Entrées d'annotation par points sur des images
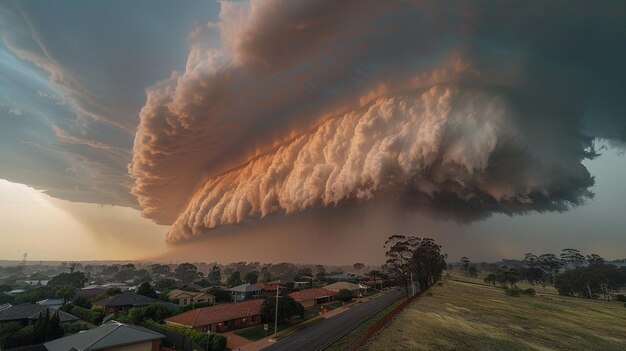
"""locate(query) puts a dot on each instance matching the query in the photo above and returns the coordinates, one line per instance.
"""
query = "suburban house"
(302, 285)
(221, 318)
(92, 291)
(55, 304)
(245, 292)
(344, 277)
(312, 297)
(123, 302)
(355, 289)
(268, 286)
(112, 336)
(27, 313)
(185, 298)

CONSIGNE DE TRAVAIL → Recopiez à l'identique toutes les lignes des enregistrements, mais laissez les images de côté.

RÉSULTAT ATTENDU →
"""locate(query) puts a dot on each instance matching the query in the photo above and returns the coordinates, one line per instance.
"""
query = "suburban house"
(302, 285)
(221, 318)
(92, 291)
(55, 304)
(245, 292)
(344, 277)
(312, 297)
(123, 302)
(355, 289)
(268, 286)
(112, 336)
(27, 313)
(185, 298)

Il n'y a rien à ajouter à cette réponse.